§ **Directions**
1. Answer these from the article on the album Ain't No Damn Way!, one line each:
(a) Through which record company was the album released?
(b) What average Metacritic score did the album receive, and from how many reviews?
(c) On what date and in which city does the tour with Justice begin?
2. In the article on the album Ain't No Damn Way!, why does the quoted Pitchfork review say the album can work as pop music? Explain in one to three sentences.
3. In the article on the album Ain't No Damn Way!, return everything from "Simultaneously with the" down to "16 in Vancouver.", word for word.

§ **Page extract**
Studio album by Kaytranada
- Released: August 15, 2025
- Genre: House
- Length: 35:25
- Label: RCA
- Producer: Kaytranada

Kaytranada chronology
| Timeless (2024) | Ain't No Damn Way! (2025) |  |

Singles from Ain't No Damn Way!
- "Backstabs" Released: April 2021; "Space Invader" Released: August 12, 2025;

= Ain't No Damn Way! =

Ain't No Damn Way! (stylized in all caps) is the fourth studio album by Canadian electronic music producer Kaytranada. The album was released on August 15, 2025, through RCA Records.

The album was announced on August 11, with the first single, "Space Invader" arriving shortly thereafter on August 12. Inspired by a sample of Latrelle and Kelis "My Life" the single showcases a hypnotic, house-inflected groove and highlights Kaytranada's production style.

Following his Grammy Awards nominated 2024 album Timeless, Ain't No Damn Way! marks Kaytranada's first full-length original release since then. He has described the album as designed for "workouts, dancing and studying for people that love beats," underscoring its instrumental, beat-driven orientation.

Simultaneously with the release, he announced a co-headlining North American tour with French electronic duo Justice set to begin on October 16 in Vancouver.

The album was longlisted for the 2026 Polaris Music Prize.

== Background and release ==
Kaytranada announced Ain't No Damn Way! on August 11, 2025, sharing its title and release timing via social media. The lead single, "Space Invader" was released the following day.
"Backstabs" was previously released as a single in April 2021 by record club Vinyl Me, Please in collaboration with Pitchfork and Lexus.

== Artistic direction ==
In promotional comments, Kaytranada emphasized that the album is an intentional return to his dance-oriented roots, stating it is "strictly for workouts, dancing and studying and for people that love beats".

== Promotion and touring ==
Alongside the album release, Kaytranada announced a fall tour, co-headlined with Justice. The tour begins October 16 in Vancouver and includes stops in Seattle, Chicago, Brooklyn, Atlanta, Miami and more.

== Critical reception ==

Ain't No Damn Way! received positive reviews from critics. At Metacritic, which assigns a normalized rating out of 100 to reviews from mainstream publications, the album received an average score of 79, based on 6 reviews, indicating "generally favorable reviews".

NMEs Kyann-Sian Williams gave the album four stars rating out of five and wrote, "Ain't No Damn Way! goes a long way in proving why Kaytranada remains the scene's most influential conductor, tightening and loosening the groove with tiny gestures: a clipped snare here, a sudden synth swell there. Without special guests this time around, he doubles down on what he does best: directing the dancefloor with precision, patience and pure instinct. Andrew Ryce of Pitchfork wrote, "Every drum hits with purpose, the basslines walk and burrow every which way, samples and voices are embedded in strange but intuitive ways. It's a beat tape that works as pop music for a generation of fans who have been conditioned to view instrumental electronic music as worthy of their attention, too, thanks to prominent representatives like Celestin himself."

§ **Available data**
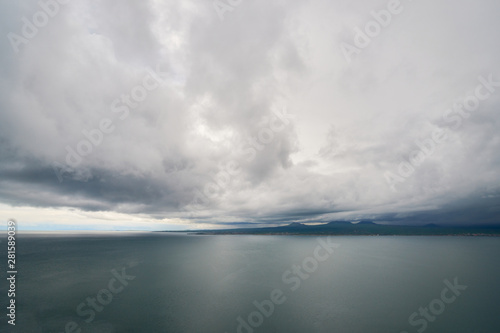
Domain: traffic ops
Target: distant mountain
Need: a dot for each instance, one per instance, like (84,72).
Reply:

§ **Task-by-task answers**
1.
(a) RCA Records.
(b) 79, based on 6 reviews.
(c) October 16, in Vancouver.

2. The review calls it a beat tape that works as pop music for a generation of fans who have been conditioned to see instrumental electronic music as worthy of their attention. It credits that view to prominent representatives like Celestin himself.

3.
Simultaneously with the release, he announced a co-headlining North American tour with French electronic duo Justice set to begin on October 16 in Vancouver.